課題の要件 =>
A. デザインルール違反表示の文書によると、カスタム違反表示を使用するにはどの表示モードで作業している必要がありますか。
B. デザインルール違反表示の文書を、最後の文の後から書き進めてください。

文書の抜粋 =>
# # # #
デザインルール違反表示の強化

Altium Designer Summer 09 では、オンラインとバッチ処理による DRC でチェックできる多くのデザインルールのカスタム違反表示を追加し、違反の扱いが改善されています。特定のルールに違反している場合、ワークスペースでより柔軟に表示されるようになりました。

カスタム違反表示

オンラインとバッチによるデザインルールチェック (DRC) にて、多くのデザインルールはカスタム違反表示と関連しています。特定のルールに対して違反が発生している場合に、ワークスペース内でそのエラーが表示されます。

多くの場合、違反を示す為のグラフィック (図) は同じです。例えば、Width や Minimum Annular Ring ルールに対する違反は、違反箇所の表示だけではなく、ルールで定義した値を表示し、違反しているプリミティブがルール値以下かルール値以上かを示します。

Width と Minimum Annular Ring ルール違反のカスタム表示です。
定義したルールに対して幅が違反であることをそれぞれのエラー箇所で同じ矢印記号を使用して表示しています。

Net Antennae、Short-Circuit、Room Definition、Layer Pairs そしてVias Under SMD ルールなどは、ルール値を定義するものではない為、エラー発生時には単にグラフィックが表示されるだけです。

カスタム違反表示の例です。左から、Net Antennae 違反、Short-Circuit 違反、Room Definition 違反、Layer Pairs 違反、Vias Under SMD 違反です。

View 設定 ダイアログ (デザイン»レイヤと表示色) の レイヤと表示色 タブ にあるシステム配色欄の DRC Detail Markers においてカスタム違反表示の色設定を行うことができます。詳しくは 違反表示色の定義 をご参照下さい。

 
カスタム違反表示を使用することで、DRC の状態をより明確に表示することができます。特定のデザインルールが違反の場合、関連したカスタム違反表示がそのレイヤ上で描画されます。

ワークスペース内で直接、直感的なグラフィック表示により違反のタイプや原因の識別を即座に行うことができます。緑色の違反ハイライトに相当する違反リストをブラウズして調べる必要がなくなります。DRC の表示強化により、効率的にデザインの違反を解消することができます。
 

違反の GDI 表示は、Altium Designer Winter 09 と Summer 09 間で変更はありません。カスタム違反表示を使用するには、DirectX 表示モードで作業していることをご確認ください。

以前の Altium Designer で保存された PCB ドキュメントを開く際、以前に DRC が実行され違反が存在する場合には、古い違反オブジェクトもエラー表示することができます。しかし、古い違反オブジェクトは、読み込まれないため、違反をリフレッシュする為にもファイルオープン後、Summer 09 で DRC チェックを行ってください。

改善された違反処理

Altium Designer Summer 09 では、ルール違反の処理は、'fresh lick of paint' として追加されました。ルール違反は、PCB Rules and Violations パネルで閲覧できます。PCB パネルの 'サブ-モード' をブラウズすることなく、ルールと違反情報を参照しながら、一つのパネル上でネットやコンポーネントを自由にブラウズできます。

PCB Rules and Violations パネルを使用することで違反情報を参照することができます。
# # # #
記録データ =>
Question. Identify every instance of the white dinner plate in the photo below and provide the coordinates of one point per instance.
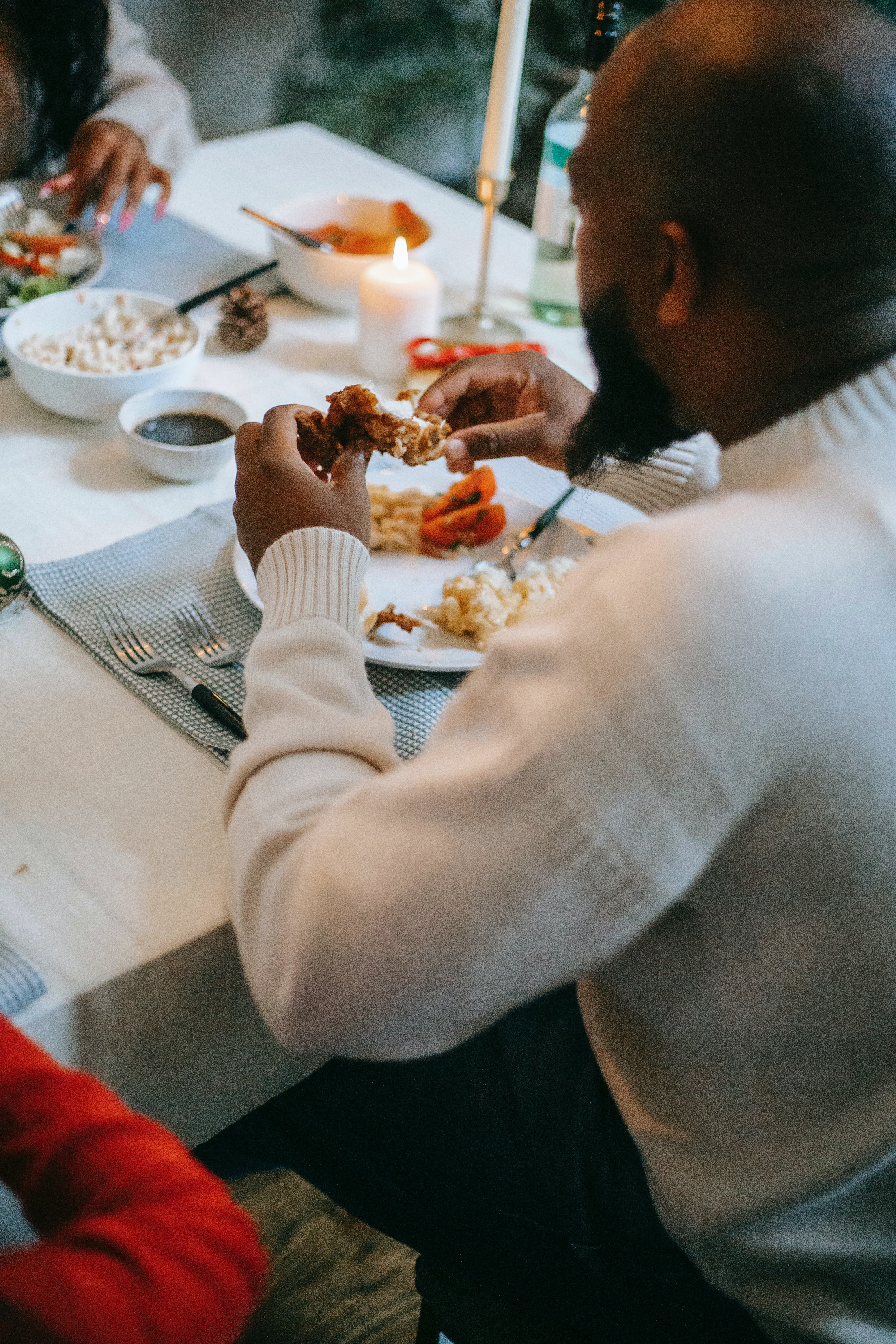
(414, 583)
# # # #
解答済み課題 =>
A. DirectX 表示モードです。

B.
違反、またはより明確な新しいカスタム違反表示は、ルール違反に含まれたレイヤ(違反プリミティブがあるレイヤ)上でのみ描画されます。特定の違反箇所をクリックすることで、その違反レイヤがワークスペース上でアクティブレイヤになります。(そのレイヤが表示されている必要があります)

PCB Rules and Violations パネル上で違反箇所をクリックすると関連するレイヤがアクティブレイヤになり、違反箇所にジャンプします。

Zoom ハイライトを有効にした場合、ワークスペースで違反プリミティブのみを表示するのではなく、違反領域を表示します。

同様に、Board Insight パネル (Shift+V) を使用してワークスペース上で直接違反をブラウズする際、カーソルが違反上にあって違反があるレイヤがアクティブレイヤの場合、パネルが表示されるのみです。

Board Insight パネルを使用して違反を参照できます。しかし、違反箇所のレイヤがアクティブになっている場合のみに限ります。

ワークスペースで違反のプリミティブ上にカーソルを置いて、関連した違反があるレイヤがアクティブであるか否かに関係なく、右クリックメニューから違反へアクセスできます。

DRC 違反表示の設定

カスタム違反表示に加えて、違反表示スタイルの設定と使用が可能です。DRC 違反表示スタイルは、旧バージョンの Altium Designer の表示方法と同様にプリミティブ上に表示されます。主な違いは、プリミティブ上に表示される違反表示スタイルのパターンを選択できるようになったことです。
 

カスタム違反表示で違反表示スタイルを使用する場合は、DirectX 表示を使用しているときのみに有効です。


DRC 違反表示を行う場合、カスタム違反表示の変わりに違反表示スタイルを使用することができます。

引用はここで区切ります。